_Exercise prompt_. Copy all the lines below without altering anything.

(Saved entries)
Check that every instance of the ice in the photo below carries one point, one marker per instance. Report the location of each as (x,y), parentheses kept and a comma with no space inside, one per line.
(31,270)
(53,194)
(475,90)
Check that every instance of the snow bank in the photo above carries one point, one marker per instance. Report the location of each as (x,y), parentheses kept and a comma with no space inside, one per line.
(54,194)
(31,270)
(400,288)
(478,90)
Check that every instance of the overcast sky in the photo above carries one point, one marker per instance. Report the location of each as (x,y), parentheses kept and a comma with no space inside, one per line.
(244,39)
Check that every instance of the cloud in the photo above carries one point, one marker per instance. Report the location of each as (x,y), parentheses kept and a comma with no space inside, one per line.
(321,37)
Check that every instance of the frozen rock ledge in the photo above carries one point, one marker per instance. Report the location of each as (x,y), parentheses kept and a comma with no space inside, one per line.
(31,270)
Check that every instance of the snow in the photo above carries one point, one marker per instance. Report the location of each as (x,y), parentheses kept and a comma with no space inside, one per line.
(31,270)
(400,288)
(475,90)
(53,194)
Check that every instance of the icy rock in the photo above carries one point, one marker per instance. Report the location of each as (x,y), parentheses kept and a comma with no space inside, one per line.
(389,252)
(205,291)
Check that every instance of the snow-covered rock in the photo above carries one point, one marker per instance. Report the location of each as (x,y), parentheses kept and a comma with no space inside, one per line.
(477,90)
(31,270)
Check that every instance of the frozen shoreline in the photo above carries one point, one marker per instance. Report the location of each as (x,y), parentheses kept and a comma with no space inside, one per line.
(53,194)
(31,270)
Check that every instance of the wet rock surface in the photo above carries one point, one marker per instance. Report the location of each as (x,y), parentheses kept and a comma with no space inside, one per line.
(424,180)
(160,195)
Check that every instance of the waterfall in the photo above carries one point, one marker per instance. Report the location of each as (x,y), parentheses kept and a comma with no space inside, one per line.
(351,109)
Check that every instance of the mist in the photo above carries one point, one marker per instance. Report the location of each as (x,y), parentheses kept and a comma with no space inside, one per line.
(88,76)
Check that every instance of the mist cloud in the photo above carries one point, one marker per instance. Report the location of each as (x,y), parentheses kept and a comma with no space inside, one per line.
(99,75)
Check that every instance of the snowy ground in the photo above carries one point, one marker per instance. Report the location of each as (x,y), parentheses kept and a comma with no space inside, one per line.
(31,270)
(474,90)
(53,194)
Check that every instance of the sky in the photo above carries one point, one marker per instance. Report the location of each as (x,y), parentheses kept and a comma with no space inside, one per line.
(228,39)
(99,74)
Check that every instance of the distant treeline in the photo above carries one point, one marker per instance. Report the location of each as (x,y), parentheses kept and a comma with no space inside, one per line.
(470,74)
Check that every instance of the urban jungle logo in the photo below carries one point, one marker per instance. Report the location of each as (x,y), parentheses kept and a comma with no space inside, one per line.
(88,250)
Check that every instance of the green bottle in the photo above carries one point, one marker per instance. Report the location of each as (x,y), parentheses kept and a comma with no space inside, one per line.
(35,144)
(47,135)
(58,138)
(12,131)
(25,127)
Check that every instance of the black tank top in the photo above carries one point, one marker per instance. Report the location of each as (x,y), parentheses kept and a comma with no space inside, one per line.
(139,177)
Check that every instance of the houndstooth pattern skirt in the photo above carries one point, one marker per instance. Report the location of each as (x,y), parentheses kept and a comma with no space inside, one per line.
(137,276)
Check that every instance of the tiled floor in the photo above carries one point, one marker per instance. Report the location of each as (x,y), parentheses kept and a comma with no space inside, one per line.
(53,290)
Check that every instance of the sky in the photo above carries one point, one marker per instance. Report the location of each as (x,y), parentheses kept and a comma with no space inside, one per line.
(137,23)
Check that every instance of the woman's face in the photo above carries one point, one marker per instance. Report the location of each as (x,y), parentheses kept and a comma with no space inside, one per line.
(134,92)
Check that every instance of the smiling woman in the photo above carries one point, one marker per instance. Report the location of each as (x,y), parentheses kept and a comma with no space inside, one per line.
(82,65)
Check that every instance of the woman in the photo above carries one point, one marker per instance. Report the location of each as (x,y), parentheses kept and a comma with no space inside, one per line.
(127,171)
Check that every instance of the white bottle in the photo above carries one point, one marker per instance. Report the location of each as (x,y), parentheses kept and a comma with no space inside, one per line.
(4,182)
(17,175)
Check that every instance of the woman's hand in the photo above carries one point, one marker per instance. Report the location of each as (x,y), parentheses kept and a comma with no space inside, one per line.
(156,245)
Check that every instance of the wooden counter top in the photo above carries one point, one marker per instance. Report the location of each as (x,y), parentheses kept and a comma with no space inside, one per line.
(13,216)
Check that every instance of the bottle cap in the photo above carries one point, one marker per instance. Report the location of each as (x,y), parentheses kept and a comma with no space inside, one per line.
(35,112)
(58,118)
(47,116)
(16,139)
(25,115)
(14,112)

_Exercise output_.
Check that every instance of the ice in the photo below carries one point, one marker per instance. Report the location of each as (x,y), parentheses kept and a comma with no space inside, one per line.
(31,270)
(53,194)
(475,90)
Check that every instance of the snow bank in the photo above carries one point, one marker per instance. Report the location of each as (x,y), parentheses kept and a comma with no space inside, one per line.
(54,194)
(31,270)
(400,288)
(478,90)
Check that every instance of the overcast sky in the photo above carries one point, one marker per instance. Report the location of each as (x,y), parentheses kept and a comma with no space inside, one per line.
(244,39)
Check that every instance of the cloud in the photo above carries one point, one marker per instance. Report the location of each as (x,y), parentheses kept and a comma with no space inside, one per line.
(321,37)
Check that every instance of the frozen rock ledge in the photo above carries one point, one marker per instance. Report the location of each as (x,y), parentheses kept and a comma with no space inside, one per line.
(31,270)
Check that every instance of the snow in the photo above carries one point, one marker per instance. Report the location of each as (x,y), parentheses kept and a comma with no space inside, one per line.
(31,270)
(400,288)
(475,90)
(53,194)
Check that every instance of the icy rock in the photo above carries one point, one marker per instance. Report the location of each as (x,y), parentheses kept and a comma with no space inside, one per line.
(389,252)
(205,291)
Check that every instance of the snow-covered rock in the photo above carries one point, one marker per instance. Report the location of each as (x,y), parentheses kept and a comma with no space inside, one per line.
(477,90)
(31,270)
Check that every instance of the frozen shoreline in the photo above carries one point, one marker per instance. Report the location of each as (x,y), parentheses kept and a comma with no space inside, one per line.
(53,194)
(31,270)
Check that every instance of the wet rock surface in the photo above carries one point, one marker per instance. Report the location of each as (x,y), parentheses kept and a comma with no space inside, one per line.
(424,180)
(160,195)
Check that every instance of the waterfall in the photo above carries one point, one marker per instance. Report the location of each as (x,y), parentheses kept and a comma with no space inside, one per line.
(351,109)
Check that every instance of the mist in the photo above carries one point, one marker per instance. Report the location of each as (x,y), parentheses kept and a comma with no space inside, one per line.
(88,76)
Check that every instance of the mist cloud in the photo above carries one point, one marker per instance. Report the location of each as (x,y), parentheses kept and a comma with no space inside, one per line.
(99,75)
Check that every instance of the snowy ground in the photo above carries one point, one marker per instance. Report the location of each as (x,y), parentheses kept and a comma with no space inside, one per line.
(31,270)
(474,90)
(53,194)
Check that every instance of the sky in the photo above carries one point, one marker per instance. Report the location of each as (x,y), parentheses kept and a comma with no space inside, one per line.
(228,39)
(99,74)
Check that every instance of the distant treeline in the photo above carries one point, one marker per instance. Report the location of each as (x,y), parentheses kept and a comma with no space inside, one per line.
(470,74)
Check that every instance of the urban jungle logo in the photo below carries one point, one marker per instance. Report the location of each as (x,y), parentheses kept and a comma with no space inside, one per line.
(88,250)
Check that every instance of the green bottle in the photo above carries one point, one marker per instance. Report the location of each as (x,y), parentheses kept and a comma with no space inside, one per line.
(35,144)
(47,135)
(58,138)
(12,131)
(25,127)
Check that every instance of the black tank top in the photo above carries one point, one marker per instance. Report the location of each as (x,y), parentheses kept and a comma with no space inside, one per line.
(139,177)
Check that every instance of the houndstooth pattern skirt in the photo above carries one point, one marker per instance. Report the location of each as (x,y), parentheses kept and a comma with no space inside, one per line.
(137,276)
Check that every instance of the tiled floor in the photo above carries one point, one marker per instance. Report the location of each as (x,y), parentheses kept and a comma with no space inside, one per line.
(53,290)
Check that every instance of the sky in the photo above carries one point, one marker per instance. Report the location of each as (x,y), parentheses kept and a comma with no space inside, one per line.
(137,23)
Check that every instance of the woman's face in the photo above carries one point, one marker per instance. Report the location of each as (x,y), parentheses kept and a comma with no space inside, one per line.
(134,92)
Check that every instance of the smiling woman in the photo above carries one point, one marker per instance. Report the location of each as (x,y), parentheses kept and a comma with no space inside, one per line.
(82,65)
Check that every instance of the woman in the photo above carries one point, one marker per instance. Report the location of each as (x,y), parentheses kept and a comma with no space inside, one per line.
(127,171)
Check that every instance of the white bottle in the photo above carries one point, one marker per instance. Report the location of each as (x,y), parentheses kept and a comma with no space inside, one per line.
(4,182)
(17,175)
Check that every instance of the woman's hand in the photo above carries one point, one marker per instance. Report the location of each as (x,y), parentheses kept and a comma with no space inside, one per line.
(156,245)
Check that every instance of the wooden counter top in the photo above carries one point, one marker per instance. Report the location of each as (x,y), parentheses kept and a comma with no space inside, one per line.
(13,216)
Check that every instance of the bottle cap in the photo above carries one point, one marker per instance. Report the location of each as (x,y), parentheses kept and a comma with no space inside, one per line.
(35,112)
(58,118)
(47,116)
(16,139)
(25,115)
(14,112)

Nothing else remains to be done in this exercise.